■ **Passage to read**:
# EEI i1 Aunt Moggie 4/11



## Nipididdee (Apr 19, 2004)

http://www.dobass.com/EEI/FISHGREEN.html

The Elite of non gas anglers will set a new EEI record tomorrow :T

Auntie is RIPE! Weigh at 4:30 Rt 43 ramp ~ check it out!

FULL SEASON discount remains active up to blastoff! Single event entrants accepted!

Fish against fewer than 20 teams for a trifecta shot at more than $1000!

...and on Auntie!!!!

nip


----------



## Nipididdee (Apr 19, 2004)

http://www.dobass.com/15EEI/i1/41115.html

For the record, the director called this.... :B

NEW DoBass RECORD 22.67lbs AND A 6.99 MOTHER FISH!!!

njoy~
nip


----------



## bassnnn (Feb 25, 2007)

Congratulations John and Steve ! Some squirrels hoard all the nuts )))


----------



## hopin to cash (Sep 14, 2010)

My "GOD" cull'in that is a great FISH!!! Congrats man!!!


----------



## Cull'in (Nov 21, 2005)

Thanks guys, a day to remember for sure!

bassnnn, good seeing you at Fisherman's Central a few weeks ago. Get healed up and we'll head out to Mogadore when my tourney schedule slows down a bit.


----------



## bassnnn (Feb 25, 2007)

I will gladly take you up on that. And always good to see you !


----------

■ **Raw data**:
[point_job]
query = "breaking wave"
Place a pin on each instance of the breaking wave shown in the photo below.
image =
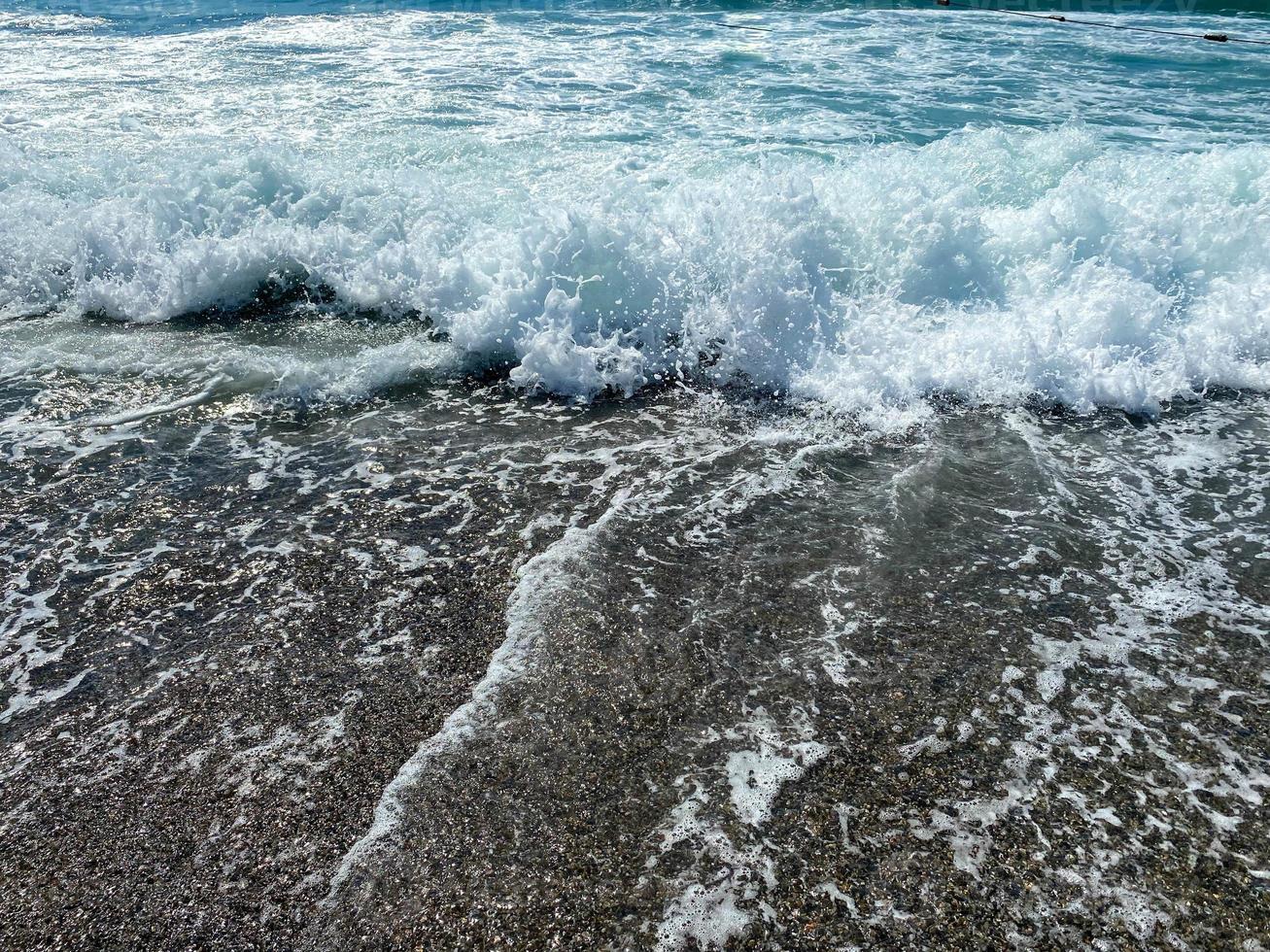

■ **Things to do**:
(1) In the fishing forum thread, what weight is given for the new DoBass record?
(2) Write out the fishing forum thread from "Thanks guys, a" to "to see you !".
The listing has no connection to the fishing forum thread.

■ **Task solutions**:
(1) 22.67lbs.

(2)
Thanks guys, a day to remember for sure!

bassnnn, good seeing you at Fisherman's Central a few weeks ago. Get healed up and we'll head out to Mogadore when my tourney schedule slows down a bit.


----------



## bassnnn (Feb 25, 2007)

I will gladly take you up on that. And always good to see you !